# Reo - Pros And Cons



## Rob Fisher (4/4/14)

Time for pro's and cons despite the fact I have only been playing with the REO Grand for a day.

Pro's

Performance is outstanding
Awesome taste
Awesome vapour production
Looks great
The ability to switch out flavours with the little replacement bottles
The ability to customise coils and wicks
Good size and not heavy
18650 batteries (easy to carry extra batteries)
Easy to clean an maintain and all weather friendly
Low maintenance
Doesn't roll off the desk
Can be used as a dripper 
Sub Ohm
It feels and probably is indestructible

Cons

Shaking it it rattles (well the battery does) and I think something needs to be inserted to stop the battery rattle. maybe some doubled sided tape?
It could come with better instructions and maybe a little manual
The twist on/off fire button is a little annoying that it moves so easily and you press the button and nothing happens and you realise it's locked itself
Not for beginners
Squonking takes some getting used to and there is a technique to it

Bottom line is it's a real winner and you somehow feel it's the best of the best.

I'll come back in a week or two when I have some experience with it and revisit the Pro's and Cons.


----------



## TylerD (4/4/14)

Are you sure it's not the bottle rattling? 
Agree
I find it also quite annoying.
Agree
Agree


----------



## Rob Fisher (4/4/14)

TylerD said:


> Are you sure it's not the bottle rattling?
> Agree
> I find it also quite annoying.
> Agree
> Agree



Nope the bottle is quite tight... it's the battery for sure.


----------



## TylerD (4/4/14)

Rob Fisher said:


> Nope the bottle is quite tight... it's the battery for sure.


That is very weird. Both mine fit snug. Maybe @Matthee can shed some light on the issue.


----------



## Andre (4/4/14)

Cons

Shaking it it rattles (well the battery does) and I think something needs to be inserted to stop the battery rattle. maybe some doubled sided tape? I have never had that, but some Reonauts do complain thus. They take electrical tape and wrap it around, also leaving a little handle to make it easier pulling the battery out.
It could come with better instructions and maybe a little manual Agree
The twist on/off fire button is a little annoying that it moves so easily and you press the button and nothing happens and you realise it's locked itself That is because of the optional button cover. Many Reonauts do not like the button cover and throw it away - for that exact reason.

> [WRITTEN REQUEST 1]: State how many lines of the records contain the string "white", matching case exactly, and reply with the number alone.
The records that follow have no connection to the REO forum thread.

> [TASK INPUTS]:
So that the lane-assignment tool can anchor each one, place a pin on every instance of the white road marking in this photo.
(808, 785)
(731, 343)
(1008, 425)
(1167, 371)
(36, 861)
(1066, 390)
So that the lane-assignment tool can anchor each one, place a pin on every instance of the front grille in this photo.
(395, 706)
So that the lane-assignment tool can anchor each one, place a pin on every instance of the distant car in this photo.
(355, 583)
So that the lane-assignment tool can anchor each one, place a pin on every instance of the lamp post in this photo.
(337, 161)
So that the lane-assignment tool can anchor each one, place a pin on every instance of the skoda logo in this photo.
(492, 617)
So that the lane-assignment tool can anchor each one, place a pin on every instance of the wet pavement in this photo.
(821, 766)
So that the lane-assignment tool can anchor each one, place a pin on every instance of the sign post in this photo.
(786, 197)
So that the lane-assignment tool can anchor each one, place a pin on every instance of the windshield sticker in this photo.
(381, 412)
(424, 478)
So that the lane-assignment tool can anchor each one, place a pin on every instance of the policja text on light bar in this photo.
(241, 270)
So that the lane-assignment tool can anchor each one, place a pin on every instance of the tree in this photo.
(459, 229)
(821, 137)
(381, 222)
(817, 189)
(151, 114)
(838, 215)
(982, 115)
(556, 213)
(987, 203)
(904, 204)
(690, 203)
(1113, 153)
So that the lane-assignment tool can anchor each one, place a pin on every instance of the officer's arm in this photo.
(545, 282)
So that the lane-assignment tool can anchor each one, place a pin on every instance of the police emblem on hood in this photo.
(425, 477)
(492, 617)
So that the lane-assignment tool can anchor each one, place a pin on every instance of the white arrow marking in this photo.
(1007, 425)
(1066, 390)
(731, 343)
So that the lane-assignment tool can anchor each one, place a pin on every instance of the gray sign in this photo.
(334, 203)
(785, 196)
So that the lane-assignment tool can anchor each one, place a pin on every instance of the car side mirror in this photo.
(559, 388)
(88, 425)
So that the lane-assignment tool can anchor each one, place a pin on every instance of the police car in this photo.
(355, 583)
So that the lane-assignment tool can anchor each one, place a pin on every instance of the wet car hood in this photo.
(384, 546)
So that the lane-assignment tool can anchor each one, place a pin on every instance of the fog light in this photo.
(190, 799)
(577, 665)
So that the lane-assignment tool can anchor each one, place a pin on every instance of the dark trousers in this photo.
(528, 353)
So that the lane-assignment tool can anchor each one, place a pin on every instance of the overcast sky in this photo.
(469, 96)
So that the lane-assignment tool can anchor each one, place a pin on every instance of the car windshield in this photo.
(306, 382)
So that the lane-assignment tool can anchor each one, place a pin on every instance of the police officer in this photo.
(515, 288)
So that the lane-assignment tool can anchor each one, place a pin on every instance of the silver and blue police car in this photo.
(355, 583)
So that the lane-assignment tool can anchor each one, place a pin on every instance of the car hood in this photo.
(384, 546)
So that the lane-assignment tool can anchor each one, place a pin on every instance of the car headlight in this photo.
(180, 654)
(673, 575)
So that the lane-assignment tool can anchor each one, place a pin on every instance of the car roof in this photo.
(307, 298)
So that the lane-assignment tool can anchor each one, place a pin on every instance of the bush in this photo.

> [WRITTEN REQUEST 2]: Translate this sentence from the REO forum thread into Spanish: "Bottom line is it's a real winner and you somehow feel it's the best of the best."

> [RESULT 1]: 2

> [RESULT 2]: En resumen, es un verdadero ganador y, de algún modo, sientes que es lo mejor de lo mejor.